The third day offered the first mountain finish on the highest volcano in Europe, Mount Etna. Ecuador's Jonathan Caicedo (EF Pro Cycling) arrived solo on the top, while in the group of favourites, Dutchman Wilco Kelderman (Team Sunweb) was the best, gaining some seconds over his rivals. Another bad crash saw another GC favourite out of the race: Briton Geraint Thomas (Ineos Grenadiers) slipped on a bidon and fell in the neutralized zone. He managed to finish the stage, but had to retire, suffering from a broken pelvis. João Almeida (Deceuninck - Quick-Step) from Portugal became the new pink jersey.
Just as Ganna was unbeatable in the time trial in this edition of the Giro, so was the French National Champion Arnaud Démare (Groupama-FDJ) in the bunch sprints. The 2011 Under-23 UCI World Champion triumphed three times in four days on the 4th, 6th and 7th stages: with a bike throw in Villafranca from Sagan and the Italian Davide Ballerini (Deceuninck-Quick-Step); with a dominant victory on a slightly uphill sprint in Matera ahead of the Australian Michael Matthews (Team Sunweb) and Sagan again in a high speed finish in Brindisi. On the 5th stage, Ganna surprised the peloton, making an impressive solo attack from his breakaway mates on the mountain stage to Camigliatello Silano.
Briton Alex Dowsett (Israel Start-Up Nation) arrived solo in Vieste on Stage 8 and the following day, Portuguese rider Ruben Guerreiro (EF Pro Cycling) won the duel with Spaniard Jonathan Castroviejo (Ineos Grenadiers) uphill in Roccaraso to claim Stage 9.
Geoghegan Hart and Hindley emerged after a hard-fought second week
The Giro d’Italia celebrated the first victory for Peter Sagan in the Corsa Rosa – more than a year after his last win – on Stage 10, arriving solo in Tortoreto. The day had started with seven new cases of Covid-19 including Dutchman Steven Kruijswijk (Jumbo-Visma) and Michael Matthews, prompting both Jumbo-Visma and Mitchelton-Scott to withdraw from the race.

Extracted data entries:
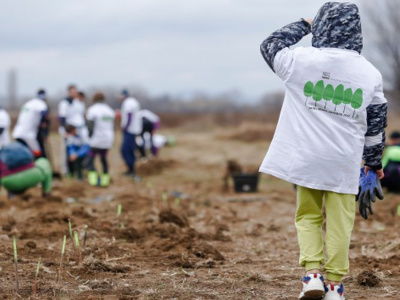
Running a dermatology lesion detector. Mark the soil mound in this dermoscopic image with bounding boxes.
[137,158,178,176]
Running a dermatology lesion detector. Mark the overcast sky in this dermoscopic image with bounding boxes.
[0,0,368,101]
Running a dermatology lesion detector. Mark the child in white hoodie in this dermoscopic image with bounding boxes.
[260,2,387,300]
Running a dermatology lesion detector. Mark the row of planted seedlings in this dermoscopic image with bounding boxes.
[13,219,88,298]
[9,192,181,299]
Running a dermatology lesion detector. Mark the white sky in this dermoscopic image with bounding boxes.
[0,0,366,101]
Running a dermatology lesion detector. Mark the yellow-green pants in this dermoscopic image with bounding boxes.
[296,186,356,281]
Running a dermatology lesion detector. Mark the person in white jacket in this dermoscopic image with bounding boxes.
[260,2,387,300]
[121,90,142,180]
[86,92,115,187]
[137,109,160,158]
[0,107,11,149]
[58,85,89,174]
[13,90,48,157]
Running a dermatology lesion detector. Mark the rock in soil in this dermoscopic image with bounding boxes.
[357,270,381,287]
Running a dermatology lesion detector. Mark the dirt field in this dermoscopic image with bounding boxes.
[0,120,400,299]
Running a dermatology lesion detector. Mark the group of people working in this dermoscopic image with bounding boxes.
[0,85,167,194]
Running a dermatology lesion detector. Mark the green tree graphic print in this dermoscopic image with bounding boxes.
[303,80,363,118]
[313,80,325,107]
[304,81,314,105]
[332,84,344,111]
[322,84,335,109]
[343,88,353,113]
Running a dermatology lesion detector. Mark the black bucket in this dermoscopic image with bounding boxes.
[233,173,259,193]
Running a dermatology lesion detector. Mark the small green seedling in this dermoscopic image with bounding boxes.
[74,231,81,265]
[117,204,122,218]
[117,204,125,228]
[161,193,168,203]
[82,225,88,249]
[13,237,19,294]
[32,259,40,298]
[68,219,73,239]
[57,235,67,283]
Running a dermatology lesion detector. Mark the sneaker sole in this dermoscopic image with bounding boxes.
[299,290,325,300]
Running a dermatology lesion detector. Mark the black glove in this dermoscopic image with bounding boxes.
[356,168,384,220]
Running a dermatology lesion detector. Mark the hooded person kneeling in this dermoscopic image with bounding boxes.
[0,142,52,197]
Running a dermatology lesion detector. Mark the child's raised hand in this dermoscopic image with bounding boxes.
[364,166,385,180]
[304,18,313,25]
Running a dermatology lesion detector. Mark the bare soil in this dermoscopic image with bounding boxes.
[0,124,400,299]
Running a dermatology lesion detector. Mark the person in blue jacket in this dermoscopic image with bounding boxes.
[65,125,90,181]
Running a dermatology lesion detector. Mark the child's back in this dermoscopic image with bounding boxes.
[260,4,386,194]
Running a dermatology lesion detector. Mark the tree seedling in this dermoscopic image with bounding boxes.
[161,192,168,203]
[13,237,19,294]
[303,81,314,105]
[82,225,88,250]
[117,204,125,228]
[57,235,67,283]
[68,219,74,240]
[32,259,40,298]
[74,231,82,265]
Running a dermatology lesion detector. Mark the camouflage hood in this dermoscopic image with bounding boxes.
[311,2,363,53]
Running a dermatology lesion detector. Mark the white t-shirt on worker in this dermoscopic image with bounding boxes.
[139,109,160,123]
[58,99,85,127]
[260,47,386,194]
[13,98,48,141]
[121,97,143,134]
[86,103,115,149]
[0,108,11,148]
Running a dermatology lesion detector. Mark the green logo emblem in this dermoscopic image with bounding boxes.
[303,80,363,118]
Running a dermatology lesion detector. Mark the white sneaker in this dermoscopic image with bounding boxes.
[324,284,345,300]
[299,273,325,300]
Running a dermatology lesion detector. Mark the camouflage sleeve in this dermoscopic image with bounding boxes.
[363,103,387,170]
[260,19,311,72]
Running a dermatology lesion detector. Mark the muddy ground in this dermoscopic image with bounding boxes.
[0,123,400,299]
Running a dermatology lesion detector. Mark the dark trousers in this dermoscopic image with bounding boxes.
[381,161,400,193]
[88,148,108,174]
[138,119,156,157]
[121,131,136,173]
[68,157,84,180]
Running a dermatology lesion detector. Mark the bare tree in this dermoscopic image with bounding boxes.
[361,0,400,93]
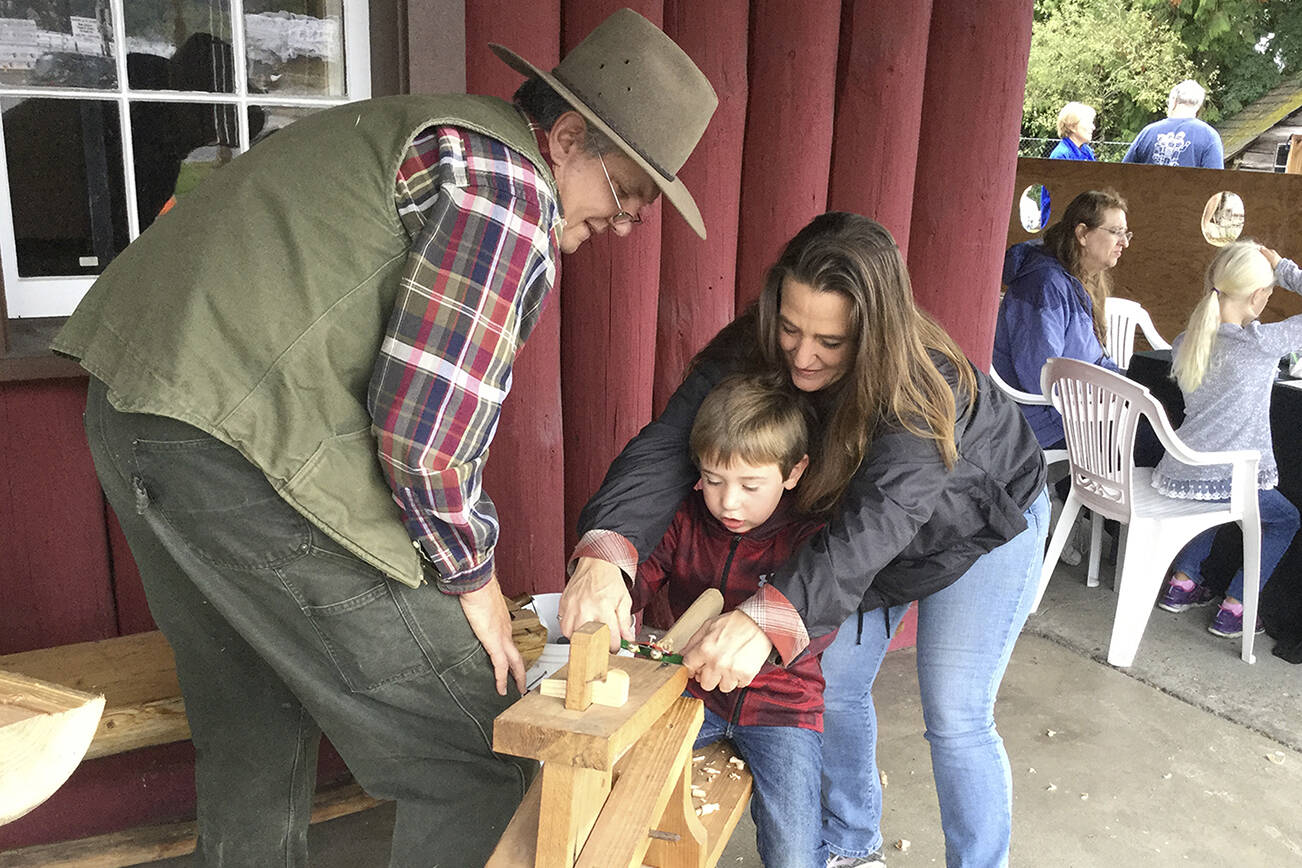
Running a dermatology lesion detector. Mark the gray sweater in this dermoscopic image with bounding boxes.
[1152,259,1302,500]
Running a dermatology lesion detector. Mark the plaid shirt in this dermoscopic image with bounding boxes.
[368,126,561,593]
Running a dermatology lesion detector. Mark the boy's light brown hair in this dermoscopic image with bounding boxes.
[689,375,809,479]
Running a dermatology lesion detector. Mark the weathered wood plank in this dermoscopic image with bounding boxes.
[0,782,381,868]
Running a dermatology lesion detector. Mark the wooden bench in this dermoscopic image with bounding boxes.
[0,595,547,868]
[488,622,751,868]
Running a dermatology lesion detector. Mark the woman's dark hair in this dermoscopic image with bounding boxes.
[1044,190,1129,346]
[698,211,977,511]
[513,75,618,156]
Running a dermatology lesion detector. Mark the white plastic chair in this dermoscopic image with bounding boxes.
[990,364,1103,577]
[1032,359,1262,666]
[1103,298,1170,371]
[990,364,1066,465]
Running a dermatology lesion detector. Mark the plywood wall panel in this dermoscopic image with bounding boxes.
[0,380,117,653]
[1008,157,1302,346]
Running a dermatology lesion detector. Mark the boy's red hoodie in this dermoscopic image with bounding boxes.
[633,491,836,733]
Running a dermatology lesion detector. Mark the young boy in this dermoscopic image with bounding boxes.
[633,376,835,868]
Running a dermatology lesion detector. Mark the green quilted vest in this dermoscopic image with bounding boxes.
[53,96,556,587]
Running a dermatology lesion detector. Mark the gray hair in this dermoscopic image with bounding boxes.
[514,75,620,156]
[1167,78,1207,117]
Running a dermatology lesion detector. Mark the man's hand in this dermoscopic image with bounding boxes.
[461,574,525,696]
[557,557,637,653]
[682,609,773,694]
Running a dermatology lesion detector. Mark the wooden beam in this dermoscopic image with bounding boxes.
[492,657,687,769]
[0,782,383,868]
[575,696,704,868]
[0,671,104,825]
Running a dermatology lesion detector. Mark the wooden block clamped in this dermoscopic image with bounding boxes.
[488,592,751,868]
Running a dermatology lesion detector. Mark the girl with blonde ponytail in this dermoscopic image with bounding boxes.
[1152,241,1302,636]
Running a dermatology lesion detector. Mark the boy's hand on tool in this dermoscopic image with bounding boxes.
[458,574,525,696]
[682,609,773,694]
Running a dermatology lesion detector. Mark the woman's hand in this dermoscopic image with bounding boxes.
[682,609,773,694]
[557,557,635,653]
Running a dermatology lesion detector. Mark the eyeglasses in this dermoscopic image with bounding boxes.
[596,154,642,226]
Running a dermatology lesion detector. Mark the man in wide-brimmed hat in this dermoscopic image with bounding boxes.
[55,9,716,865]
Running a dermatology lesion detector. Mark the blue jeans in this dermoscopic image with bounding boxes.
[695,708,827,868]
[86,377,536,868]
[823,493,1049,867]
[1174,488,1298,600]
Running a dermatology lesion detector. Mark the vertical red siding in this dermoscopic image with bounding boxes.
[828,0,931,255]
[909,0,1031,368]
[652,0,750,414]
[0,380,117,653]
[737,0,841,310]
[466,0,566,595]
[561,0,666,547]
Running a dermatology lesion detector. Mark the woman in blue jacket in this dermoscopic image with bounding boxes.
[560,212,1048,868]
[993,190,1131,449]
[1040,103,1095,228]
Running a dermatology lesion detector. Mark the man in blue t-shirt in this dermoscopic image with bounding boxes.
[1121,78,1225,169]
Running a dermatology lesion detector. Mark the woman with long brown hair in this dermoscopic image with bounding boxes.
[993,190,1131,449]
[560,212,1048,865]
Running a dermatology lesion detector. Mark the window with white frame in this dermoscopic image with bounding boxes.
[0,0,370,318]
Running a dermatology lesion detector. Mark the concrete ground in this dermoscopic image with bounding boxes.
[142,554,1302,868]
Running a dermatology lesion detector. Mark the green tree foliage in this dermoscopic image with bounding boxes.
[1138,0,1302,124]
[1022,0,1211,139]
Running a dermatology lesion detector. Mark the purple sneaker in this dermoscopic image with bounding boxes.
[1207,606,1266,639]
[1157,583,1216,612]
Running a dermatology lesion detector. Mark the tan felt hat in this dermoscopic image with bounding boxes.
[488,9,719,238]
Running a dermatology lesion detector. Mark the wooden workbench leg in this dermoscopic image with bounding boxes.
[535,760,611,868]
[644,751,708,868]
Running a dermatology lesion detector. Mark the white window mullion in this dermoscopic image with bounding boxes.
[108,0,141,241]
[230,0,249,151]
[0,0,371,318]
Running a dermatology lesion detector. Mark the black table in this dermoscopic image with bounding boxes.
[1126,350,1302,648]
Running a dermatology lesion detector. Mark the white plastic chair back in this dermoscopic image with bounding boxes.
[1031,359,1262,666]
[990,364,1066,465]
[1103,298,1170,371]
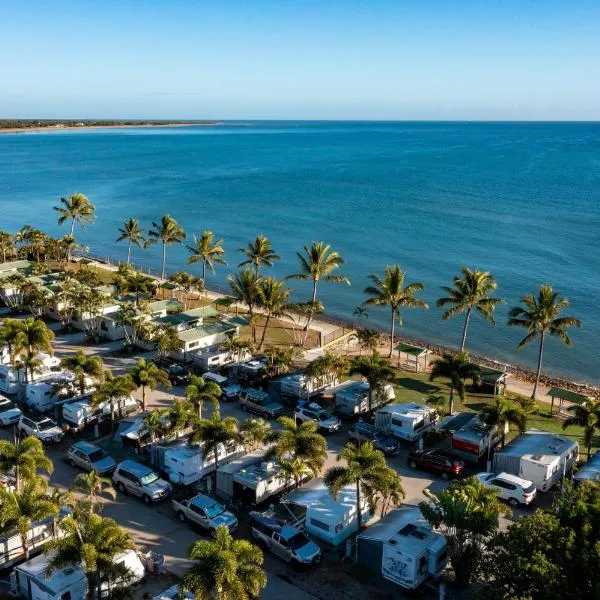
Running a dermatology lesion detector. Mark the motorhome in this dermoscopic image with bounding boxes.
[332,380,396,417]
[282,479,372,546]
[62,396,140,431]
[162,442,244,485]
[356,506,448,590]
[217,450,291,505]
[375,402,437,442]
[493,429,579,492]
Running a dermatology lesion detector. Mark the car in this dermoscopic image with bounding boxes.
[477,473,537,506]
[171,494,238,537]
[67,442,117,475]
[240,388,283,419]
[0,396,23,427]
[112,460,173,504]
[17,415,64,444]
[408,450,465,479]
[294,402,342,433]
[348,423,400,456]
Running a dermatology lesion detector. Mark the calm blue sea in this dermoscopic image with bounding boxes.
[0,122,600,382]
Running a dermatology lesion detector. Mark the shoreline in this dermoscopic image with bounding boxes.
[0,122,224,134]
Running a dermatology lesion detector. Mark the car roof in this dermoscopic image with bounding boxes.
[117,460,153,475]
[73,442,100,454]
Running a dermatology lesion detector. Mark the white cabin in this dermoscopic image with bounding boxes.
[357,506,448,590]
[375,402,436,442]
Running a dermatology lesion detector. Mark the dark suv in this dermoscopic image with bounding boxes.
[408,450,465,479]
[348,423,400,456]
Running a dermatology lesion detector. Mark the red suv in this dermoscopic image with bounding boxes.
[408,450,465,479]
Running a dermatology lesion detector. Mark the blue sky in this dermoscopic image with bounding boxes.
[0,0,600,120]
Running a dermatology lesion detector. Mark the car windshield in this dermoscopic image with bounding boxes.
[288,532,310,550]
[88,450,106,462]
[140,471,158,485]
[204,502,225,519]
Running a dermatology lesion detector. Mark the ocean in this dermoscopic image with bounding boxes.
[0,122,600,383]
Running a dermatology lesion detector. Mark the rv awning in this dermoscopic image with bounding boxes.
[395,344,431,356]
[546,388,590,404]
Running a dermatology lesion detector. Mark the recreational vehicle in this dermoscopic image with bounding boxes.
[493,429,579,492]
[282,479,372,546]
[357,506,448,590]
[375,402,436,442]
[332,380,396,417]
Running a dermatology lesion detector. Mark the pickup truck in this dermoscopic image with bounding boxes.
[171,494,238,536]
[250,511,321,565]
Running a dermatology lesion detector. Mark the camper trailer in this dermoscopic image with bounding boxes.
[452,413,502,463]
[494,429,579,492]
[217,449,290,505]
[282,479,372,546]
[332,380,396,417]
[269,372,338,404]
[62,396,140,431]
[162,443,244,485]
[375,402,436,442]
[357,506,448,590]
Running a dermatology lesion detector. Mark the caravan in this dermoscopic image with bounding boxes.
[356,506,448,590]
[494,429,579,492]
[375,402,436,442]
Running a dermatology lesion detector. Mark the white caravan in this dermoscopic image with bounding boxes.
[493,429,579,492]
[375,402,437,442]
[357,506,448,590]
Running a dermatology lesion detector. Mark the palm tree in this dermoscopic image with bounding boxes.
[257,278,291,351]
[274,417,327,477]
[116,217,146,264]
[323,442,388,532]
[183,525,267,600]
[54,193,96,261]
[74,471,117,513]
[508,285,581,400]
[185,375,222,419]
[148,215,185,279]
[0,480,58,560]
[191,410,241,480]
[436,267,504,352]
[348,351,396,414]
[240,418,277,452]
[60,350,104,396]
[227,269,262,341]
[563,399,600,460]
[0,437,54,492]
[238,233,281,275]
[288,242,350,345]
[92,372,135,422]
[365,265,429,358]
[44,513,134,600]
[127,358,171,411]
[187,231,227,282]
[429,352,481,414]
[480,398,524,446]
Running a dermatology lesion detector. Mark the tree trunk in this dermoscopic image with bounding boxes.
[531,331,544,400]
[258,313,271,352]
[460,307,473,352]
[388,306,396,358]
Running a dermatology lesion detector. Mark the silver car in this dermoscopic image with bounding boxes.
[112,460,173,504]
[67,442,117,475]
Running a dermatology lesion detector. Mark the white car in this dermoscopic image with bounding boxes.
[0,396,23,427]
[294,402,342,433]
[477,473,537,506]
[18,416,64,444]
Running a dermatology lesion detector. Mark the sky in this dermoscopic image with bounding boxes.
[0,0,600,120]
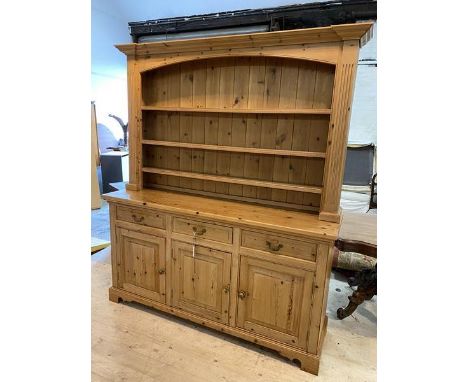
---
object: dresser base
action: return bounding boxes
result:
[109,287,327,375]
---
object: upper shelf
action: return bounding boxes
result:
[141,106,331,115]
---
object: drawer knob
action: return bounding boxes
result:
[237,290,249,300]
[192,226,206,236]
[132,214,145,223]
[266,240,283,252]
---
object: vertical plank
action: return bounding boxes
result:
[155,68,169,107]
[191,60,206,108]
[127,55,143,190]
[203,113,218,192]
[319,41,359,223]
[218,57,235,109]
[271,115,294,202]
[302,115,329,207]
[242,114,262,198]
[179,62,194,189]
[192,113,205,190]
[307,244,333,354]
[206,60,221,108]
[313,64,335,109]
[180,62,193,107]
[167,64,180,107]
[180,113,193,188]
[263,58,284,109]
[166,112,180,187]
[296,61,317,109]
[272,61,299,202]
[242,57,266,198]
[286,116,310,204]
[257,114,278,200]
[247,57,266,109]
[229,114,248,196]
[216,113,232,194]
[279,60,299,109]
[155,112,168,185]
[233,57,250,109]
[216,58,235,194]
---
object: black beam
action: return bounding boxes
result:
[128,0,377,42]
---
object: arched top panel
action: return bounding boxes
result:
[142,56,335,110]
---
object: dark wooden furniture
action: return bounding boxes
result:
[335,213,377,320]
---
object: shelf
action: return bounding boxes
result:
[142,139,326,158]
[141,106,331,115]
[142,167,322,194]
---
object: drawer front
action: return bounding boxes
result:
[241,231,317,261]
[173,218,232,244]
[117,206,166,229]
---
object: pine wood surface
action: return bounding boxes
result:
[91,248,376,382]
[118,23,372,222]
[105,23,372,374]
[106,195,334,374]
[103,190,339,241]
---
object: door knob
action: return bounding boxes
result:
[266,240,283,252]
[192,226,206,236]
[237,290,249,300]
[132,214,145,223]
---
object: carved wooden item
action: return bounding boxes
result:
[106,23,371,373]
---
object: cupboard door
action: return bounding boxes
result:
[172,241,231,324]
[117,228,166,302]
[237,255,314,349]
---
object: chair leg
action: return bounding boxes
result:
[336,269,377,320]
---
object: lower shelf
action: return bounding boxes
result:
[142,167,322,194]
[109,287,326,375]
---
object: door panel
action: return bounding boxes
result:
[172,241,231,323]
[117,228,166,302]
[237,255,314,348]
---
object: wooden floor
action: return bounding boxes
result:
[92,248,377,382]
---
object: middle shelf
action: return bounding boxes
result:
[141,105,331,115]
[141,139,326,158]
[142,167,322,194]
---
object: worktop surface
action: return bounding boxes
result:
[103,189,340,240]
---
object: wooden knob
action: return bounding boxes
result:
[132,215,145,223]
[237,290,249,300]
[266,240,283,252]
[193,226,206,236]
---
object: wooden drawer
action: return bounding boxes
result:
[241,231,317,261]
[172,218,232,244]
[117,206,166,229]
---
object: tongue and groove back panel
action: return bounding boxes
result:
[117,23,372,223]
[142,57,335,211]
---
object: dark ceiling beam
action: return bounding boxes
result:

# Prompt 1
According to the Giro d'Italia report, what injury forced Geraint Thomas to retire from the race?
# Prompt 2
Write out the part of the Giro d'Italia report starting with "Briton Alex Dowsett" and going on through "claim Stage 9.".
# Prompt 3
Write what comes next in the Giro d'Italia report after its final sentence.

# Response area 1
A broken pelvis.

# Response area 2
Briton Alex Dowsett (Israel Start-Up Nation) arrived solo in Vieste on Stage 8 and the following day, Portuguese rider Ruben Guerreiro (EF Pro Cycling) won the duel with Spaniard Jonathan Castroviejo (Ineos Grenadiers) uphill in Roccaraso to claim Stage 9.

# Response area 3
The second half of the second week confirmed the protagonists who featured in the first seven days of the race. Démare claimed his fourth stage victory, again beating Sagan, this time with a powerful sprint in Rimini. After a solo victory for Ecuadorian Jhonatan Narváez (Ineos Grenadiers) under the rain in Cesenatico, the next day Diego Ulissi (UAE Team Emirates) surged across the line in a thrilling finish in Monselice to take the Stage 13 victory.
Ulissi performed an encore in a small bunch sprint, sealed with a perfect bike throw over the maglia rosa Almeida and Patrick Konrad (Bora-Hansgrohe); it was his eighth victory in the Giro. Ganna also ruled the second ITT, 26” ahead of his teammate Rohan Dennis and with 43” on Brandon McNulty (UAE Team Emirates). Stage 15 showed for the first time who would be the protagonists of the final part of the Giro: Tao Geoghegan Hart claimed attention with an impressive win on the Piancavallo, out-sprinting Kelderman and his strong teammate Jai Hindley from Australia, while Almeida lost some seconds.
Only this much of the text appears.